### REQUIRED WORK
Go over the data and keep only the lines that include "below".

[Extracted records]
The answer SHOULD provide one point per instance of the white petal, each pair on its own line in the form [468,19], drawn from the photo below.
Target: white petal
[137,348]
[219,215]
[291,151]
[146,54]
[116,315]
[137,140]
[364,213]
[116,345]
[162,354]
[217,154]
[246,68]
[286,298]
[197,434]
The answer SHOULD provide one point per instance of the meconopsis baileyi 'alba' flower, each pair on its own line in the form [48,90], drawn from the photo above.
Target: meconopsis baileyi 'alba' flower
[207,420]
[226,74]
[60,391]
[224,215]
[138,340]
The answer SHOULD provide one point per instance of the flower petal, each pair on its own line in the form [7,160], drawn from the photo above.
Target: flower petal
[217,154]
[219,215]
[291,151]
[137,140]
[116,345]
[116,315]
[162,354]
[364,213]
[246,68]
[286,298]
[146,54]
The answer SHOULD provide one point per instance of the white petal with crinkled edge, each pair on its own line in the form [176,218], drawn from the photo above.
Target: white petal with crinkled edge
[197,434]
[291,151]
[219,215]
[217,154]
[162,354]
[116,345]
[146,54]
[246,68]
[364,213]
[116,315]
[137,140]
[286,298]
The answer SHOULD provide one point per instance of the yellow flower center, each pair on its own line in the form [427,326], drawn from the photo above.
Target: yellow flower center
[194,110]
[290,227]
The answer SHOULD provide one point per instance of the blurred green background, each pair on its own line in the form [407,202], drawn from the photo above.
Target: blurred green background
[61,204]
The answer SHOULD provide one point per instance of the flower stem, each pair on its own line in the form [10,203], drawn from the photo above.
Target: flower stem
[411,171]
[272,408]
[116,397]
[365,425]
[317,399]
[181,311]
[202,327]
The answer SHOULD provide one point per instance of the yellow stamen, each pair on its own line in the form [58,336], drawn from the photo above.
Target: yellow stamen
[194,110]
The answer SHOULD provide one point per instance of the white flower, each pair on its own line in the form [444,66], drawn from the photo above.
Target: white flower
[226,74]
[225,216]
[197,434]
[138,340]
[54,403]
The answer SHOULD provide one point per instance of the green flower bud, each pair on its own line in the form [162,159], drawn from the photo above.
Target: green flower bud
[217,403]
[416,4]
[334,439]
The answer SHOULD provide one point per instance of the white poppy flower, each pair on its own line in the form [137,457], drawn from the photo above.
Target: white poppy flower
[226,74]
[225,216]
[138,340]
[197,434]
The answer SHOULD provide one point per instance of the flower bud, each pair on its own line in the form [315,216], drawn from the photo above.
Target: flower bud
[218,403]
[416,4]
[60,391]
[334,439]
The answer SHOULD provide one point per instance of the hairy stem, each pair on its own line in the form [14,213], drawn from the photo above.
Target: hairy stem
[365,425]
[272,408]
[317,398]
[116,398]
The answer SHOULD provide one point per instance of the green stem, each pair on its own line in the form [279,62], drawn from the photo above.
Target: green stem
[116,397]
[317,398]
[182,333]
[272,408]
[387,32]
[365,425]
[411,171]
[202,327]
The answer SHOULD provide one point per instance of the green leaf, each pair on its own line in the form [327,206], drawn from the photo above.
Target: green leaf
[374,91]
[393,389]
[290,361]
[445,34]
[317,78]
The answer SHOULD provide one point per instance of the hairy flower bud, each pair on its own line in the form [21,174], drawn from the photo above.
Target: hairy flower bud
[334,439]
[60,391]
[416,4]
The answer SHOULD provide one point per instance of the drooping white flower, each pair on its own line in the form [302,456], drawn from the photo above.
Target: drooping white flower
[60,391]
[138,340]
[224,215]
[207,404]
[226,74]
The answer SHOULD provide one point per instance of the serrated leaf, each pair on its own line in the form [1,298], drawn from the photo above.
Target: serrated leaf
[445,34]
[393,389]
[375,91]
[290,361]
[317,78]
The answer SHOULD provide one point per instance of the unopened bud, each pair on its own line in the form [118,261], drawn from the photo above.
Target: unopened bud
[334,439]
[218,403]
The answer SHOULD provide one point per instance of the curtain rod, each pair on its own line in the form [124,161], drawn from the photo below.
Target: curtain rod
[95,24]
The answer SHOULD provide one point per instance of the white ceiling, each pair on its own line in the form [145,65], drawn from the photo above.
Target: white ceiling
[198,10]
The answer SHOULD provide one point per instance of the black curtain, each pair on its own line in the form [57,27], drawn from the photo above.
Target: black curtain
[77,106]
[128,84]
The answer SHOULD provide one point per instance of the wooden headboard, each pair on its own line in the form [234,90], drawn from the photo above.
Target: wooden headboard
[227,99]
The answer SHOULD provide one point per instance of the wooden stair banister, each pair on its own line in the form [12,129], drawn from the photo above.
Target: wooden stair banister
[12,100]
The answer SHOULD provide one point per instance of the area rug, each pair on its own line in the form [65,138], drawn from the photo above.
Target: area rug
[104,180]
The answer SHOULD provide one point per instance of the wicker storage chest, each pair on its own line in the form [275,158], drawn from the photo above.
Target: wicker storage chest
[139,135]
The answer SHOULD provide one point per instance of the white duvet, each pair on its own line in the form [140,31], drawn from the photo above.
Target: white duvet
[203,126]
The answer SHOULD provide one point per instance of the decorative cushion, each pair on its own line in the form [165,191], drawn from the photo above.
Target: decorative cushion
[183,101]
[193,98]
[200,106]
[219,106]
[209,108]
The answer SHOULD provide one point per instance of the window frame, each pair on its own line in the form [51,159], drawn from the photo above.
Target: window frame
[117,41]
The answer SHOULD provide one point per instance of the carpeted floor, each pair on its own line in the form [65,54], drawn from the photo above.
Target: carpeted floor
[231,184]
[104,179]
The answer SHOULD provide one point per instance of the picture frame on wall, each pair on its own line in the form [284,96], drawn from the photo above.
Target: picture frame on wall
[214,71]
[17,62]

### ANSWER FOR THIS EXERCISE
The answer SHOULD provide one point per instance of the white petal, each pair on its own line in the form [468,19], drawn from the photo below.
The answer SHOULD provide one point per instance of the curtain rod, each pair on its own line in the form [124,161], drawn from the photo below.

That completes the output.